The crux of this method is to create matrix B from matrix A using only linear transformation on the rows (columns). In order for matrix A to have full rank, matrix B should be a tringular matrix wtih zero elements below its diagonal, where the sum of all elements in each row (or each column) is non-zero, as the rank of A is the number of non-zero-sum rows (columns).

Denote by A matrix with elements:

\begin{aligned} \begin{bmatrix} a_{1,1} & a_{1,2} & \cdots & a_{1,n} \\ a_{2,1} & a_{2,2} & \cdots & a_{2,n} \\ \vdots & \vdots & \ddots & \vdots \\ a_{n,1} & a_{n,2} & \cdots & a_{n,n} \end{bmatrix} \end{aligned}

In the first step we multiply each element of the first row by

\begin{aligned} c_{i,1} = \frac{a_{i,1}}{a_{1,1}} & & \mathrm{where} & & i = 2, 3, ..., n \end{aligned}

and subtract the result of multiplification from each i-th row. We receive a new matrix A(1):

\begin{aligned} \begin{bmatrix} a_{1,1} & a_{1,2} & \cdots & a_{1,n} \\ 0 & a_{2,2}^{(1)} & \cdots & a_{2,n}^{(1)} \\ \vdots & \vdots & \ddots & \vdots \\ 0 & a_{n,2}^{(1)} & \cdots & a_{n,n}^{(1)} \end{bmatrix} \end{aligned}

What was actually done, was eliminating all ai,1 elements besides a1,1.

In the second step we multiply each element of the new second row by

\begin{aligned} c_{i,2} = \frac{a_{i,2}}{a_{2,2}} & & \mathrm{where} & & i = 3, 4, ..., n \end{aligned}

and subtract the result of multiplification from each i row. We receive new matrix A(2) with eliminated all a(2)i,2 elements besides a(2)2,2

// coefs is a Double[,] structure that holds our matrix's coeficients

public int Rank()
{
int rank = 0;
Double[,] mat = coefs; // coefficients of our matrix

for (int k = 0; k < Rows; k++ )
{
for (int i = k + 1; i < Rows; i++ )
{
Double c = mat[i, k] / mat[k, k];

for (int k1 = 0; k1 < Columns; k1++ )
{
mat[i, k1] = mat[i, k1] - mat[k, k1] * c;
}
}

// Check if created row's elements sum is non-zero

Double sum = 0;

for (int i = 0; i < Columns; i++)
{
sum += mat[k, i];
}

if (sum != 0) { rank++; } // Increase rank if sum of new row is non-zero.
}

return rank;
}

Notice that in each k step of this algorithm we need to assume that element a(k)k,k is non-zero (in order to divide by it). However, if we find element a(k)k,k = 0, we can apply the method called the row pivoting (or column pivoting). We choose a first row (from the remaining once) with non-zero a(k)l,l (where l = k+1, k+2, ..., n) and replace position of and rows (or columns).

TASK REQUIREMENTS:
1. Reproduce the matrix rank passage between "Denote by A" and "all ai,1 elements besides a1,1.", inclusive, swapping "subtract" for "deduct".
2. Write the next part of the matrix rank passage, starting after its last sentence.

RECORDS PROVIDED:
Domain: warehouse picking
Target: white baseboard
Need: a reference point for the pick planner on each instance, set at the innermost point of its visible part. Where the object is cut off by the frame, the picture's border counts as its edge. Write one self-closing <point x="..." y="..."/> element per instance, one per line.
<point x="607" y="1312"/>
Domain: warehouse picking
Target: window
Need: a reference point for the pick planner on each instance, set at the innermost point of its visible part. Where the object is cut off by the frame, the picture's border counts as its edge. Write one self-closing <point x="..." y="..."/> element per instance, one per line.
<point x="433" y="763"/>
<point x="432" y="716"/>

==

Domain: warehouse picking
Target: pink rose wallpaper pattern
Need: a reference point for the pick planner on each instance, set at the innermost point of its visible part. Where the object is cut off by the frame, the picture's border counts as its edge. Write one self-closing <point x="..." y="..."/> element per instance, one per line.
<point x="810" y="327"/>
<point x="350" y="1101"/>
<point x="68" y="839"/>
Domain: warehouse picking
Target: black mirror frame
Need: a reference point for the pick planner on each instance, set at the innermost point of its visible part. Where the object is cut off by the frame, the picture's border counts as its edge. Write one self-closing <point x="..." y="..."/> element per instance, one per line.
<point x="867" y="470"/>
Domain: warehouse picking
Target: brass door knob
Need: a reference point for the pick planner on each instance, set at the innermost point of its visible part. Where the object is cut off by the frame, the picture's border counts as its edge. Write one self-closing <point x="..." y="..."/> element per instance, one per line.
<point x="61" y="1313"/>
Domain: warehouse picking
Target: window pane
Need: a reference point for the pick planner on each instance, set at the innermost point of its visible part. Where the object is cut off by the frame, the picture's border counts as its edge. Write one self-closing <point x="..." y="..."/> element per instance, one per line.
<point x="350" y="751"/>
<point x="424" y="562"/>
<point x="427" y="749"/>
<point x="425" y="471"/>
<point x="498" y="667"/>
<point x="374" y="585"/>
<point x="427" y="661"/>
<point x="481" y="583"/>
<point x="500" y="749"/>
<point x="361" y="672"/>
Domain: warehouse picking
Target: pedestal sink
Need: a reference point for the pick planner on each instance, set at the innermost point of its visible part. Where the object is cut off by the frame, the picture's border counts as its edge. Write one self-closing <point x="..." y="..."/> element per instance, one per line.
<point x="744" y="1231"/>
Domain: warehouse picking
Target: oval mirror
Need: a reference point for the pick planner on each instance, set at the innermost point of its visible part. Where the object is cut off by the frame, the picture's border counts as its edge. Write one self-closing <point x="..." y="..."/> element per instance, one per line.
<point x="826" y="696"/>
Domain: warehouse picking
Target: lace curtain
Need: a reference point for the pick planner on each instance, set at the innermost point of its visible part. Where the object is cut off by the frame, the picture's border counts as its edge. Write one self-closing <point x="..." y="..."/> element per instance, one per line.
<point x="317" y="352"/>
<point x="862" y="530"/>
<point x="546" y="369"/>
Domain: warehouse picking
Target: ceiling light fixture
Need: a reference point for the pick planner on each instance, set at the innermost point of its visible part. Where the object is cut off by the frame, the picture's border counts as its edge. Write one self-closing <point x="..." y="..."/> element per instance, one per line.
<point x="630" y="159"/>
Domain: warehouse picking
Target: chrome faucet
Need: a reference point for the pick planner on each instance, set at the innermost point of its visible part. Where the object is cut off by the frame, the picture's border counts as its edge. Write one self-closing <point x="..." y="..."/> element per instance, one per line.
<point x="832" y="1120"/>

PER-TASK OUTPUTS:
1.
Denote by A matrix with elements:

\begin{aligned} \begin{bmatrix} a_{1,1} & a_{1,2} & \cdots & a_{1,n} \\ a_{2,1} & a_{2,2} & \cdots & a_{2,n} \\ \vdots & \vdots & \ddots & \vdots \\ a_{n,1} & a_{n,2} & \cdots & a_{n,n} \end{bmatrix} \end{aligned}

In the first step we multiply each element of the first row by

\begin{aligned} c_{i,1} = \frac{a_{i,1}}{a_{1,1}} & & \mathrm{where} & & i = 2, 3, ..., n \end{aligned}

and deduct the result of multiplification from each i-th row. We receive a new matrix A(1):

\begin{aligned} \begin{bmatrix} a_{1,1} & a_{1,2} & \cdots & a_{1,n} \\ 0 & a_{2,2}^{(1)} & \cdots & a_{2,n}^{(1)} \\ \vdots & \vdots & \ddots & \vdots \\ 0 & a_{n,2}^{(1)} & \cdots & a_{n,n}^{(1)} \end{bmatrix} \end{aligned}

What was actually done, was eliminating all ai,1 elements besides a1,1.

2.
public int Rank()
{
int rank = 0;
Double[,] mat = coefs; // coefficients of our matrix

for (int k = 0; k < Rows; k++)
{
for (int i = k + 1; i < Rows; i++)
{
// Check if divider is equal to zero
if (mat[k,k] == 0)
{
// It is - pivot row
mat = RowPivot(mat, k);
}

Double c = mat[i, k] / mat[k, k];

for (int k1 = 0; k1 < Columns; k1++)
{
mat[i, k1] =  mat[i, k1] - mat[k, k1] * c;
}
}

// Check if created row's elements sum is non-zero

Double sum = 0;

for (int i = 0; i < Columns; i++)
{
sum += mat[k, i];
}

if (sum != 0) { rank++; } // Increase rank if sum of new row is non-zero.
}

return rank;
}

private Double[,] RowPivot(Double[,] matrix, int k)
{
// k - starting row to search for non-zero element
for (int i = k + 1; i < matrix.GetLength(0); i++ )
{
if (matrix[i, i] != 0)
{
Double[] x = new Double[matrix.GetLength(1)];

for (int j = 0; j < matrix.GetLength(1); j++)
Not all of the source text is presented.